#### TASK DESCRIPTION
Below are records to reproduce in full; copy them exactly but keep the pictures out.

Saved entries
▬▬▬▬▬▬▬▬▬▬

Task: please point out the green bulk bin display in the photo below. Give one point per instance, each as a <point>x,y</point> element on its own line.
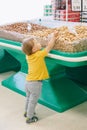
<point>61,92</point>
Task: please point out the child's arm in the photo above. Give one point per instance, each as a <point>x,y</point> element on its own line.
<point>51,42</point>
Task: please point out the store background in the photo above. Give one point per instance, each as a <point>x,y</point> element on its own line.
<point>20,10</point>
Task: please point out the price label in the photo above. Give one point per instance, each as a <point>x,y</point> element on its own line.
<point>85,5</point>
<point>76,5</point>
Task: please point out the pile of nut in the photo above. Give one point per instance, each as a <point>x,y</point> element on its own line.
<point>66,41</point>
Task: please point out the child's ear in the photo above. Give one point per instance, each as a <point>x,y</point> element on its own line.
<point>33,49</point>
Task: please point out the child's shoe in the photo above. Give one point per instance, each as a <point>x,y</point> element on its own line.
<point>33,119</point>
<point>25,114</point>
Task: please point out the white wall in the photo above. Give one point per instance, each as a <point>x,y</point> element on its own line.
<point>19,10</point>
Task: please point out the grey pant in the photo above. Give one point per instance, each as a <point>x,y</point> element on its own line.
<point>33,90</point>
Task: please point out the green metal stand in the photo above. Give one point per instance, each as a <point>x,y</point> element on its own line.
<point>61,92</point>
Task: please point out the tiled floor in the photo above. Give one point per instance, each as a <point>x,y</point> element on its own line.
<point>12,109</point>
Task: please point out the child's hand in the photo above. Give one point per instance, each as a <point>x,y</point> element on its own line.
<point>55,34</point>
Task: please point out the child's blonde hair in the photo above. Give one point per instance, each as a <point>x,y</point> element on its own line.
<point>27,46</point>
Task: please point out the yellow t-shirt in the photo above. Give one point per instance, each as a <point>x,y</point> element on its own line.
<point>37,67</point>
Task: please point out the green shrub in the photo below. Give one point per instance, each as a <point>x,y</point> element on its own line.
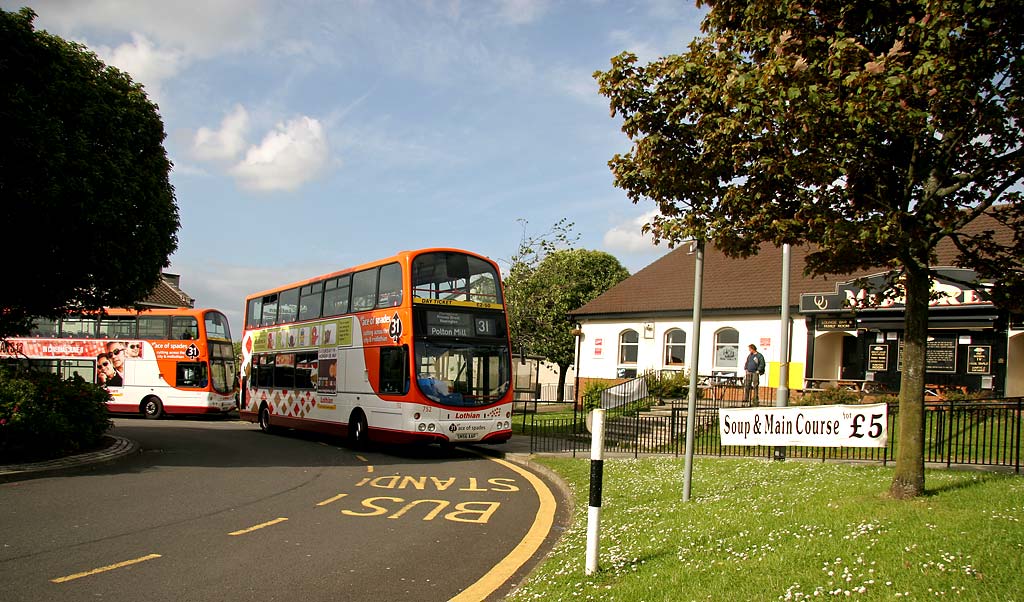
<point>592,394</point>
<point>830,396</point>
<point>43,417</point>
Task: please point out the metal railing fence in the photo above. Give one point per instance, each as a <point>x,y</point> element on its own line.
<point>981,433</point>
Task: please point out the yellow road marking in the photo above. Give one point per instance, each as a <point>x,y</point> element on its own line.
<point>257,526</point>
<point>330,500</point>
<point>79,575</point>
<point>528,546</point>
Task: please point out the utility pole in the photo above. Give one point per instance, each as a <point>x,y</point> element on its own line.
<point>691,402</point>
<point>782,397</point>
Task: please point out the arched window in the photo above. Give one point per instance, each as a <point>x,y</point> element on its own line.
<point>675,347</point>
<point>727,349</point>
<point>629,345</point>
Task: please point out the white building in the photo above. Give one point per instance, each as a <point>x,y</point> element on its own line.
<point>645,323</point>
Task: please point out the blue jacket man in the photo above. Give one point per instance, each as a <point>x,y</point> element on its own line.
<point>753,369</point>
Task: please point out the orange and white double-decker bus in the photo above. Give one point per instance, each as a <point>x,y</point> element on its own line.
<point>153,361</point>
<point>409,348</point>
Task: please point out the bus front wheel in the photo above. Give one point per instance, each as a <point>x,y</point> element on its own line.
<point>153,407</point>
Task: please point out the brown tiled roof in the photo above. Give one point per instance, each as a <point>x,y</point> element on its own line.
<point>167,295</point>
<point>666,287</point>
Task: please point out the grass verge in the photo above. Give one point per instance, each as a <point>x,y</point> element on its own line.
<point>785,530</point>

▬▬▬▬▬▬▬▬▬▬

#### THE ANSWER
Task: please point out the green bulk bin display in the photo below. Give one point per instance, each as a <point>x,y</point> element on its own line.
<point>61,92</point>
Task: please point out the child's arm in the photo above. Give one point per instance, each as a <point>x,y</point> element on its own line.
<point>51,42</point>
Task: please point out the store background in the photo above. Give one point per instance, each as a <point>x,y</point> element on its own line.
<point>20,10</point>
Task: please point out the price label in the photo above. Give one point per instance, each as a <point>x,y</point> element on its own line.
<point>85,5</point>
<point>76,5</point>
Task: please point out the pile of nut in the photo above. Give one point per instance, each as a <point>x,y</point> element on its own line.
<point>66,41</point>
Task: please point out the child's ear in the photo above. Give one point per instance, each as a <point>x,y</point> element on its own line.
<point>33,49</point>
Task: please point out the child's shoe in the photo above. Give one point per instance, each as a <point>x,y</point> element on its own line.
<point>33,119</point>
<point>25,114</point>
Task: please point out the white wall in the photo above. Give one point per instance, each as a <point>x,y</point> element on its own line.
<point>19,10</point>
Task: please point out the grey pant in the photo above. Give one point per instance, each as a <point>x,y</point> element on its own line.
<point>33,90</point>
Task: please point out the green metal stand in the photo above. Give one point per instance, each as a <point>x,y</point> element on its own line.
<point>61,92</point>
Task: please point out the tiled floor in the photo above. Give one point per instance, each as a <point>x,y</point> element on its own line.
<point>12,109</point>
Task: please point out the child's hand in the photo above. Give one point per instance, each as a <point>x,y</point> element on its own line.
<point>55,34</point>
Task: please point out the child's blonde hair in the photo above. Give one point per instance, each as a <point>x,y</point> element on its own line.
<point>27,46</point>
Task: please point out the yellow t-shirt in the photo above. Give one point per instance, each as a <point>x,y</point> element on its own line.
<point>37,67</point>
Task: please point out the green shrub in the photo below. Give one point per instance, each as a <point>x,y</point> element on its own line.
<point>592,394</point>
<point>830,396</point>
<point>43,417</point>
Task: please point out the metal railing fence in the photo above. Give one point per instance, each as a <point>x,y</point> element on its own line.
<point>981,433</point>
Task: please point out the yellow road marking in the photo above. Give one point per instance, each as a <point>x,y</point> element on its own line.
<point>257,526</point>
<point>330,500</point>
<point>79,575</point>
<point>528,546</point>
Task: please point out the utility pole in the photo above. Give one point per instance, each as a <point>x,y</point> element on its own line.
<point>691,402</point>
<point>782,397</point>
Task: please point out the arched window in the photo above. Give one point per instance, each as a <point>x,y</point> element on its own line.
<point>675,347</point>
<point>727,349</point>
<point>629,345</point>
Task: please point out the white building in the photo above. Give one point per instance, each as a <point>x,y</point> element on its own line.
<point>645,323</point>
Task: please point out the blue jacket man in the photo above. Give one point per instance, each as a <point>x,y</point> element on its own line.
<point>753,369</point>
Task: please point out the orange and white double-decker bus in the photo above. Give one point per instance, each as a <point>x,y</point> element on its own line.
<point>153,361</point>
<point>409,348</point>
Task: please point out the bus front wheel in the photo above. Give one point per instance, each as a <point>x,y</point> element on its own line.
<point>153,407</point>
Task: please point out the brown tiled roof in the photo above. Give one point per instance, each as a <point>x,y</point> element on its own line.
<point>167,295</point>
<point>666,287</point>
Task: please point out the grass verge in the photo above. Give one point per instance, each as a <point>x,y</point> element on its own line.
<point>785,530</point>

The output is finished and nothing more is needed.